What the exercise asks: What follows is a set of entries. Repeat them exactly, but not their pictures.

Data entries:
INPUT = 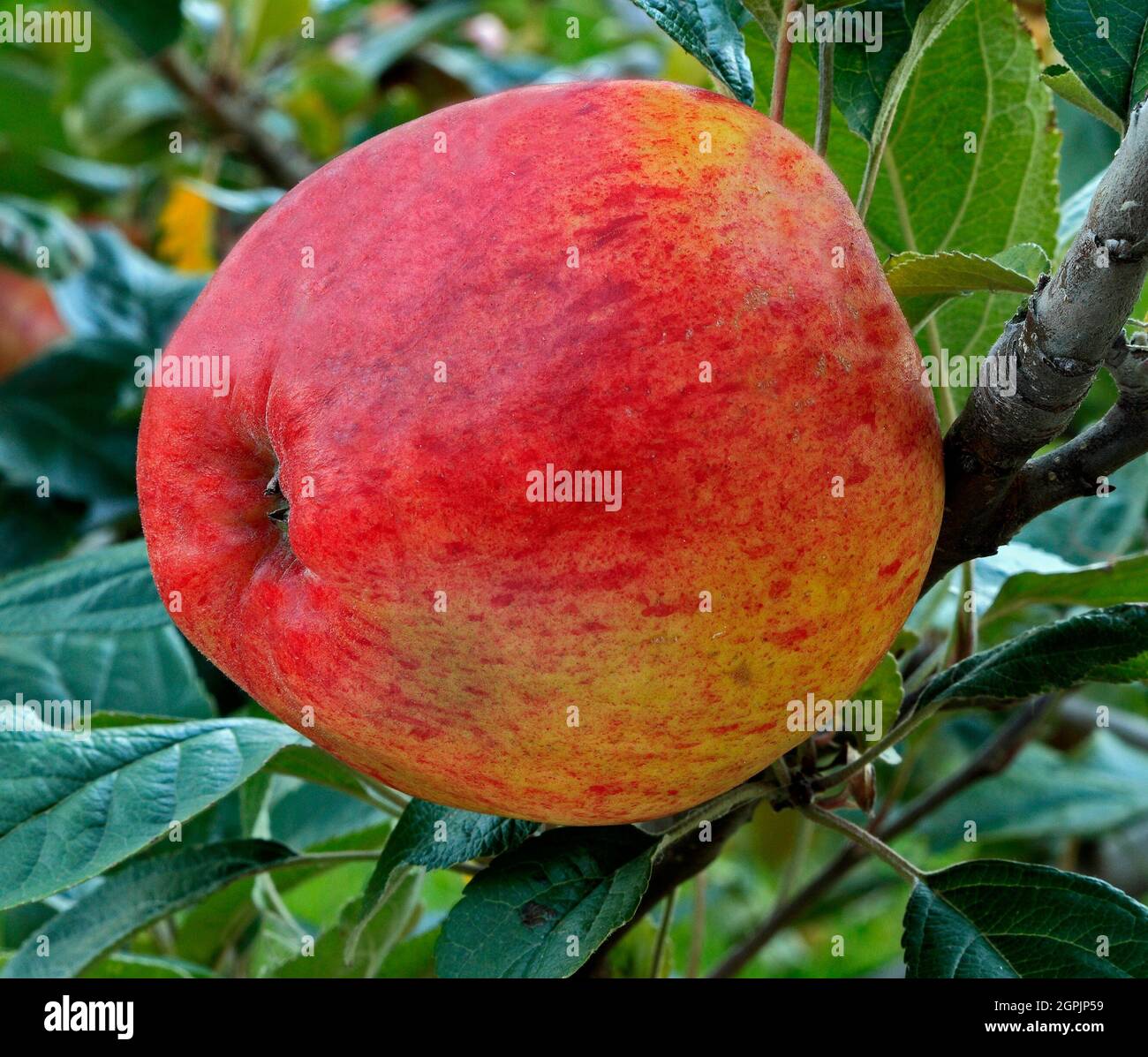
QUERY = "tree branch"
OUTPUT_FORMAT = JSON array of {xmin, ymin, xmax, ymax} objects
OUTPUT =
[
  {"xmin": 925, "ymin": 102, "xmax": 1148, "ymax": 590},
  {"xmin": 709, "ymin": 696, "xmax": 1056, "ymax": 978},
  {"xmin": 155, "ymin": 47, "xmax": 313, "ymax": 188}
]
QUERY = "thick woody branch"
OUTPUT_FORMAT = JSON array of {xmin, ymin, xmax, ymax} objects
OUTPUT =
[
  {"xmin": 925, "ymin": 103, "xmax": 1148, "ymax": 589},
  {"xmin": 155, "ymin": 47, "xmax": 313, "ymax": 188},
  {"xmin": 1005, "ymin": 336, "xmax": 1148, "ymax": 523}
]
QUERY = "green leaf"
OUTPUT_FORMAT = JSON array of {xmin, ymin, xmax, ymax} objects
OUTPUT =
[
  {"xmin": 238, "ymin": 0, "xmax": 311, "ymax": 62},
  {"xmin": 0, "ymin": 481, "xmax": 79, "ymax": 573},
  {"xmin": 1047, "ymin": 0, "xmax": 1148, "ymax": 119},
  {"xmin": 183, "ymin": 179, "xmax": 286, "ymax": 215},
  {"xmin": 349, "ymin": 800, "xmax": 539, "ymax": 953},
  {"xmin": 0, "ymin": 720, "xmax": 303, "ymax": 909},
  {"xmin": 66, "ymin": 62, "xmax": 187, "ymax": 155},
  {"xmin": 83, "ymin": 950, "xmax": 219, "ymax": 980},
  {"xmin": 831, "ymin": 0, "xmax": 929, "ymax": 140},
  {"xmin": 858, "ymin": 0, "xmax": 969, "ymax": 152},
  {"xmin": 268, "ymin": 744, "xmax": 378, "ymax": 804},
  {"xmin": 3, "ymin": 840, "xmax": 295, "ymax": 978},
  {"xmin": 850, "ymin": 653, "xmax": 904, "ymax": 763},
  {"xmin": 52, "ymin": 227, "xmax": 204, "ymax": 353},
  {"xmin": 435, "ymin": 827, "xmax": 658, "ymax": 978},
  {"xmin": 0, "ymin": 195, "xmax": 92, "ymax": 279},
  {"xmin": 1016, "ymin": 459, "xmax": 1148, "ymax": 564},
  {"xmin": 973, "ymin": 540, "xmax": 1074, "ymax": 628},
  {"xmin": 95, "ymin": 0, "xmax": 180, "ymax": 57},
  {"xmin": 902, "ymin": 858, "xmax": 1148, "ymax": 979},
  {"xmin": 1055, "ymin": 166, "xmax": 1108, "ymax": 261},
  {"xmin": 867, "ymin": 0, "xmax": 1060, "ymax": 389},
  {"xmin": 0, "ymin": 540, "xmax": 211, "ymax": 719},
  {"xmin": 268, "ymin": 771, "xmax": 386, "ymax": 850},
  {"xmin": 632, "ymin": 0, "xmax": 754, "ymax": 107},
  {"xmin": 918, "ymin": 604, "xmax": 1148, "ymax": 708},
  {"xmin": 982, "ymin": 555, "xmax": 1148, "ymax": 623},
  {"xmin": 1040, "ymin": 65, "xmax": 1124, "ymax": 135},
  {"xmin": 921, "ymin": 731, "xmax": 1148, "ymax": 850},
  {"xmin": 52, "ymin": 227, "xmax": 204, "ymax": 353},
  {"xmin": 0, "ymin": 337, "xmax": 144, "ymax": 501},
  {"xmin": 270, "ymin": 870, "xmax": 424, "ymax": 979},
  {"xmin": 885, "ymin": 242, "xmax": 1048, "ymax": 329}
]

Task solution:
INPUT = 
QUERY = "tree branch"
OUTPUT_FORMAT = JSON array of {xmin, ymin, xmax, ymax} objects
OUTPUT =
[
  {"xmin": 925, "ymin": 102, "xmax": 1148, "ymax": 590},
  {"xmin": 709, "ymin": 696, "xmax": 1056, "ymax": 978},
  {"xmin": 155, "ymin": 47, "xmax": 313, "ymax": 188}
]
QUERY = "thick woody branch"
OUTPUT_FORMAT = JSON array of {xmin, ymin, xmax, ymax} objects
OUTPUT =
[
  {"xmin": 925, "ymin": 103, "xmax": 1148, "ymax": 589},
  {"xmin": 155, "ymin": 47, "xmax": 313, "ymax": 188},
  {"xmin": 1005, "ymin": 336, "xmax": 1148, "ymax": 523}
]
QUERY = "green leaf"
OUTPUT_FORMAT = JSON array of {xmin, ymin, xmax, ymax} objects
OUTPUT =
[
  {"xmin": 238, "ymin": 0, "xmax": 311, "ymax": 62},
  {"xmin": 0, "ymin": 481, "xmax": 79, "ymax": 573},
  {"xmin": 1047, "ymin": 0, "xmax": 1148, "ymax": 119},
  {"xmin": 183, "ymin": 179, "xmax": 286, "ymax": 215},
  {"xmin": 349, "ymin": 800, "xmax": 539, "ymax": 953},
  {"xmin": 0, "ymin": 720, "xmax": 303, "ymax": 909},
  {"xmin": 66, "ymin": 62, "xmax": 187, "ymax": 155},
  {"xmin": 83, "ymin": 950, "xmax": 219, "ymax": 980},
  {"xmin": 831, "ymin": 0, "xmax": 929, "ymax": 140},
  {"xmin": 858, "ymin": 0, "xmax": 969, "ymax": 152},
  {"xmin": 268, "ymin": 744, "xmax": 378, "ymax": 804},
  {"xmin": 3, "ymin": 840, "xmax": 295, "ymax": 978},
  {"xmin": 850, "ymin": 653, "xmax": 904, "ymax": 763},
  {"xmin": 52, "ymin": 227, "xmax": 204, "ymax": 353},
  {"xmin": 435, "ymin": 827, "xmax": 658, "ymax": 978},
  {"xmin": 0, "ymin": 195, "xmax": 92, "ymax": 279},
  {"xmin": 1016, "ymin": 459, "xmax": 1148, "ymax": 564},
  {"xmin": 973, "ymin": 540, "xmax": 1074, "ymax": 628},
  {"xmin": 95, "ymin": 0, "xmax": 180, "ymax": 57},
  {"xmin": 902, "ymin": 858, "xmax": 1148, "ymax": 979},
  {"xmin": 1055, "ymin": 166, "xmax": 1108, "ymax": 261},
  {"xmin": 867, "ymin": 0, "xmax": 1060, "ymax": 389},
  {"xmin": 0, "ymin": 540, "xmax": 211, "ymax": 719},
  {"xmin": 268, "ymin": 771, "xmax": 386, "ymax": 850},
  {"xmin": 632, "ymin": 0, "xmax": 754, "ymax": 107},
  {"xmin": 918, "ymin": 604, "xmax": 1148, "ymax": 708},
  {"xmin": 982, "ymin": 555, "xmax": 1148, "ymax": 623},
  {"xmin": 1040, "ymin": 65, "xmax": 1124, "ymax": 135},
  {"xmin": 921, "ymin": 731, "xmax": 1148, "ymax": 850},
  {"xmin": 52, "ymin": 227, "xmax": 204, "ymax": 353},
  {"xmin": 0, "ymin": 337, "xmax": 144, "ymax": 501},
  {"xmin": 270, "ymin": 870, "xmax": 424, "ymax": 979},
  {"xmin": 885, "ymin": 242, "xmax": 1048, "ymax": 329}
]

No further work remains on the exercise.